▶ SET EXERCISE: Put all the items below into a numbered list with no blank lines, and leave the pictures out.

▶ DATA SUPPLIED:
Begin

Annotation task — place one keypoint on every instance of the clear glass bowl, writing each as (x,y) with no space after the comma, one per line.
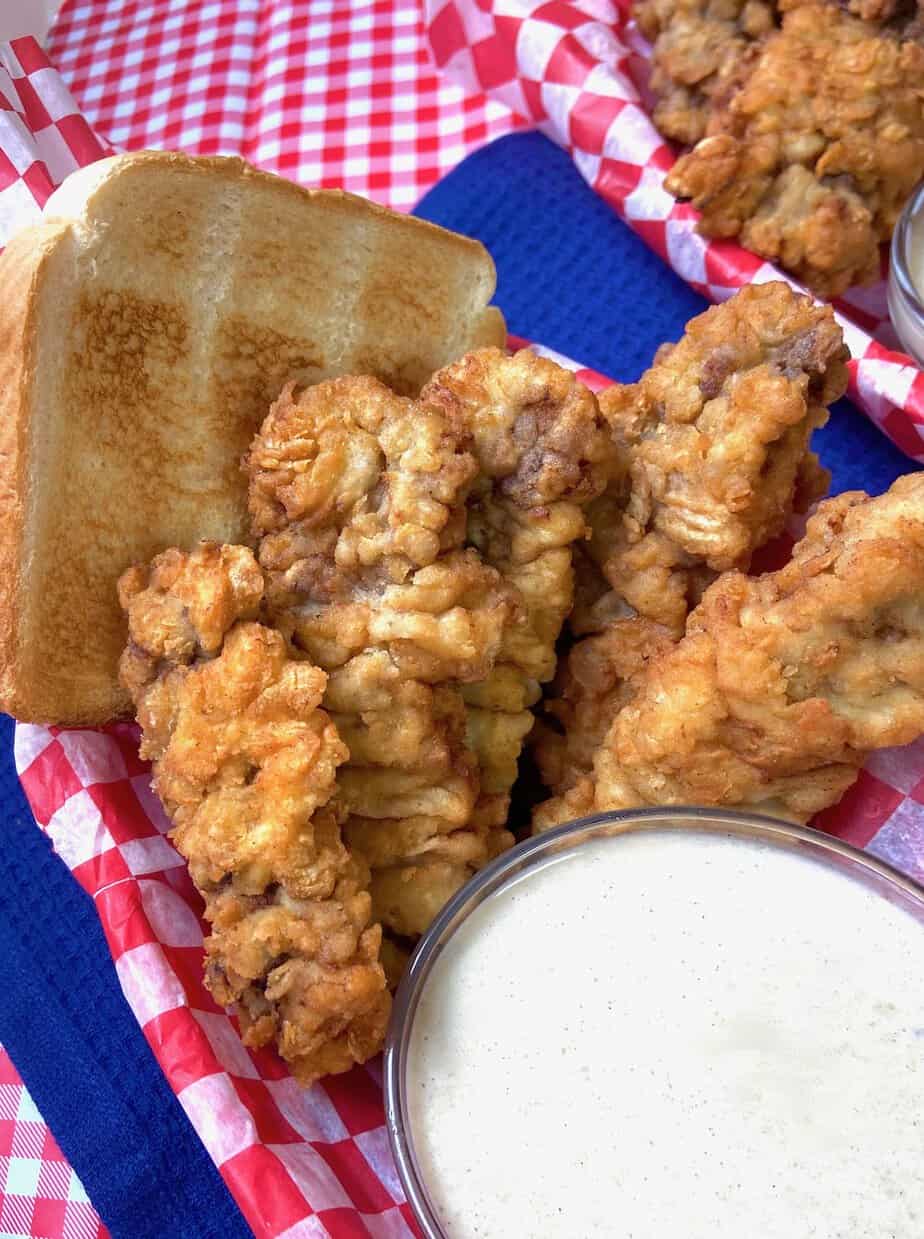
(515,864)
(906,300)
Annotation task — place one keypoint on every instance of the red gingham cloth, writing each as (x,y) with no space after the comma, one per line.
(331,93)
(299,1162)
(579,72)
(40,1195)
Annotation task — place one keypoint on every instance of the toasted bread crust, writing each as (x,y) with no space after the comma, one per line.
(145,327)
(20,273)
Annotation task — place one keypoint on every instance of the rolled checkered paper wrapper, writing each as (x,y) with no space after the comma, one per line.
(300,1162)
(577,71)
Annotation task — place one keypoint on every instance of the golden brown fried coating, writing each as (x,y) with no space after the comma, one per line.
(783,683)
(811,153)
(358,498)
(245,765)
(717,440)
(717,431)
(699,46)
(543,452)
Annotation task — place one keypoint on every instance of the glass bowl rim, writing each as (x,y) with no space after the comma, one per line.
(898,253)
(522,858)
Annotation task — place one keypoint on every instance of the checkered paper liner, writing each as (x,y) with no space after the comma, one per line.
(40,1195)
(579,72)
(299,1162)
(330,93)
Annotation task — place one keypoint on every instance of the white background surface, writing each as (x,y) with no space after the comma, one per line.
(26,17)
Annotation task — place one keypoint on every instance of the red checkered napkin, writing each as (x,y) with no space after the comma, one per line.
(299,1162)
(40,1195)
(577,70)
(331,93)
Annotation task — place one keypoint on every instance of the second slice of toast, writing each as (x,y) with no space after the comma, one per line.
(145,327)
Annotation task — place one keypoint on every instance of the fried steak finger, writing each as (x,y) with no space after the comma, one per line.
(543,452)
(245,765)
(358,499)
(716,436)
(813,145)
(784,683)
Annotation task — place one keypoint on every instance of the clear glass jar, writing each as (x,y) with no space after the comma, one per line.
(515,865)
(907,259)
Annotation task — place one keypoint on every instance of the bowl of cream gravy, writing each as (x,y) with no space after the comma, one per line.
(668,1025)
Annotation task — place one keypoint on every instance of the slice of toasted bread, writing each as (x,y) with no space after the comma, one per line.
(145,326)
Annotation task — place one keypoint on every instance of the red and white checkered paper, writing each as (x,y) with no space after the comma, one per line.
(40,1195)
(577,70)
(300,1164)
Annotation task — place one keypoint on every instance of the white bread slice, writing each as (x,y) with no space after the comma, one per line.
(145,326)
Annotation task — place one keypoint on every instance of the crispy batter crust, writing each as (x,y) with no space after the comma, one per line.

End

▶ REPLY TO THE EXERCISE:
1. Annotation task — place one keypoint on every instance of the clear glass bowl, writing each as (x,y) with no space after the comma, one per line.
2. (515,864)
3. (906,300)
4. Annotation task — place one keypoint on every instance of the red gingham cloth, writing each as (x,y) with no space after the comma, one per line.
5. (331,93)
6. (299,1162)
7. (579,72)
8. (40,1195)
9. Annotation task — place one keypoint on every instance of the toasted bread crust, writing each as (x,y) with no space after the comma, one per line.
10. (145,327)
11. (20,273)
12. Annotation task — place one keypoint on every instance of the rolled checkered paper wrapper, writing each as (x,y) with no space after the comma, one per line.
13. (300,1162)
14. (577,71)
15. Annotation task — place one keypoint on every instance of the golden brown fried coating, writing each as (x,y) with no space after the comma, one per line.
16. (783,683)
17. (811,153)
18. (358,498)
19. (245,765)
20. (717,440)
21. (717,431)
22. (699,46)
23. (543,452)
24. Annotation task — place one keypoint on every instance of the glass bowl rim, writing each as (x,y) with no space after the comma, one per line.
25. (898,253)
26. (522,858)
27. Annotation task — place one keypoint on every instance of the checkered paper liner, writing each as (x,y) with no space after the comma, one per line.
28. (40,1195)
29. (579,72)
30. (299,1162)
31. (330,93)
32. Annotation task — place one keypoint on every instance of the white background surface, writing each as (x,y) with no space after the comma, one per line.
33. (26,17)
34. Annotation task — place one keypoint on every instance of the red checkered napkin, writing each as (x,y) with no space after the comma, one per line.
35. (299,1162)
36. (40,1195)
37. (577,70)
38. (331,93)
39. Annotation task — place one keypoint on every instance of the second slice of toast, writing each as (x,y) with no space after the comma, one per line.
40. (145,327)
41. Annotation task — place one keypoint on every instance of the fried steak finger, writing each as (x,y) with no space after the comma, one per line.
42. (543,452)
43. (245,765)
44. (358,499)
45. (716,436)
46. (813,145)
47. (784,683)
48. Annotation task — place one keypoint on every instance of the clear glass jar, writing each as (x,y) with no space after the comma, one per line.
49. (515,865)
50. (907,259)
51. Annotation task — place one keypoint on every instance of the bowl of cream gravy, writing each as (x,y) with no space after the comma, one per line.
52. (668,1025)
53. Annotation task — place one keypoint on every instance of the slice of toasted bread, writing each as (x,y) with no space after the comma, one per line.
54. (145,326)
55. Annotation task — place one keypoint on every instance of the red and white checkered paper, writing each as (x,y) with no space after the comma, one per line.
56. (40,1195)
57. (577,70)
58. (300,1164)
59. Annotation task — place one keypoint on every instance of the white bread slice, writing each as (x,y) with no space after the comma, one per line.
60. (145,326)
61. Annotation task — place one keypoint on every instance of the crispy batter crust, writing each as (x,y) with no space after the comma, one per line.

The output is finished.